- _SOURCE PASSAGE_:
★ ★ ★ ★ ★

My variant describes the purpose of device_lock() quite different way.
But I think that this is the real purpose and we must be clear about
it.

Sigh, I was not able to describe the race reasonably a shorter
way. Maybe, we should move this detailed explanation above,
nbcon_context_try_acquire() and use just a reference here.

> +	void (*write_thread)(struct console *con, struct nbcon_write_context *wctxt);
> +
>  	/**
>  	 * @device_lock:
>  	 *
> --- a/kernel/printk/nbcon.c
> +++ b/kernel/printk/nbcon.c
> @@ -936,6 +944,120 @@ static bool nbcon_emit_next_record(struct nbcon_write_context *wctxt)
>  	return nbcon_context_exit_unsafe(ctxt);
>  }
>  
> +/**
> + * nbcon_kthread_should_wakeup - Check whether a printer thread should wakeup
> + * @con:	Console to operate on
> + * @ctxt:	The nbcon context from nbcon_context_try_acquire()
> + *
> + * Return:	True if the thread should shutdown or if the console is
> + *		allowed to print and a record is available. False otherwise.
> + *
> + * After the thread wakes up, it must first check if it should shutdown before
> + * attempting any printing.
> + */
> +static bool nbcon_kthread_should_wakeup(struct console *con, struct nbcon_context *ctxt)
> +{
> +	bool ret = false;
> +	short flags;
> +	int cookie;
> +
> +	if (kthread_should_stop())
> +		return true;
> +
> +	cookie = console_srcu_read_lock();
> +
> +	flags = console_srcu_read_flags(con);
> +	if (console_is_usable(con, flags)) {
> +		/* Bring the sequence in @ctxt up to date */
> +		ctxt->seq = nbcon_seq_read(con);
> +
> +		ret = prb_read_valid(prb, ctxt->seq, NULL);
> +	}
> +
> +	console_srcu_read_unlock(cookie);
> +	return ret;
> +}
> +
> +/**
> + * nbcon_kthread_func - The printer thread function
> + * @__console:	Console to operate on
> + *
> + * Return:	0
> + */
> +static int nbcon_kthread_func(void *__console)
> +{
> +	struct console *con = __console;
> +	struct nbcon_write_context wctxt = {
> +		.ctxt.console	= con,
> +		.ctxt.prio	= NBCON_PRIO_NORMAL,
> +	};
> +	struct nbcon_context *ctxt = &ACCESS_PRIVATE(&wctxt, ctxt);
> +	short con_flags;
> +	bool backlog;
> +	int cookie;
> +	int ret;
> +
> +wait_for_event:
> +	/*
> +	 * Guarantee this task is visible on the rcuwait before
> +	 * checking the wake condition.
> +	 *
> +	 * The full memory barrier within set_current_state() of
> +	 * ___rcuwait_wait_event() pairs with the full memory
> +	 * barrier within rcuwait_has_sleeper().
> +	 *
> +	 * This pairs with rcuwait_has_sleeper:A and nbcon_kthread_wake:A.
> +	 */
> +	ret = rcuwait_wait_event(&con->rcuwait,
> +				 nbcon_kthread_should_wakeup(con, ctxt),
> +				 TASK_INTERRUPTIBLE); /* LMM(nbcon_kthread_func:A) */
> +
> +	if (kthread_should_stop())

★ ★ ★ ★ ★

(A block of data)
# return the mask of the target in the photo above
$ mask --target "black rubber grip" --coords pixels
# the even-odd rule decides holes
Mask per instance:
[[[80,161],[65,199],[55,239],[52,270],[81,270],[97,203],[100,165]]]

★ ★ ★ ★ ★

- _PROBLEM REQUIREMENTS_: Continue the review of the nbcon printer-thread patch, starting right after its last line.

- _RESULT FOR THIS EXERCISE_:
> +		return 0;
> +
> +	/* Wait was interrupted by a spurious signal, go back to sleep. */
> +	if (ret)
> +		goto wait_for_event;
> +
> +	do {
> +		backlog = false;
> +

I am not sure how obvious is that we take the lock around the entire
operation. In principle, the console could not disappear. So it might
look like it is not really necessary. But it actually plays important
role when stopping/suspending the console. I would add a comment:

		/*
		 * Keep the read lock around the entire operation so that
		 * synchronize_srcu() could prove that the kthread stopped
		 * or suspended printing.
		 */

> +		cookie = console_srcu_read_lock();
> +
> +		con_flags = console_srcu_read_flags(con);
> +
> +		if (console_is_usable(con, con_flags)) {
> +			unsigned long lock_flags;
> +
> +			con->device_lock(con, &lock_flags);
> +
> +			/*
> +			 * Ensure this stays on the CPU to make handover and
> +			 * takeover possible.
> +			 */
> +			cant_migrate();
> +
> +			if (nbcon_context_try_acquire(ctxt)) {
> +				/*
> +				 * If the emit fails, this context is no
> +				 * longer the owner.
> +				 */
> +				if (nbcon_emit_next_record(&wctxt, false)) {
> +					nbcon_context_release(ctxt);
> +					backlog = ctxt->backlog;
> +				}
> +			}
> +
> +			con->device_unlock(con, lock_flags);
> +		}
> +
> +		console_srcu_read_unlock(cookie);
> +
> +	} while (backlog);

Thinking loudly:

We do not check kthread_should_stop() in the cycle. It means that it
would flush all messages before stopping the kthread. But only
when it is already in the cycle. It would not flush the messages
in the following scenario:

CPU0					CPU1

printk("Unregistering console\n");
  nbcon_wake_threads();
     irq_work_queue(&con->irq_work);

kthread_stop(con->thread);

					nbcon_kthread_func()
					  rcuwait_wait_event()
					    nbcon_kthread_should_wakeup()

					  if (kthread_should_stop())
					    // true
					    return 0

Result: The kthread did not flush the pending messages in this case.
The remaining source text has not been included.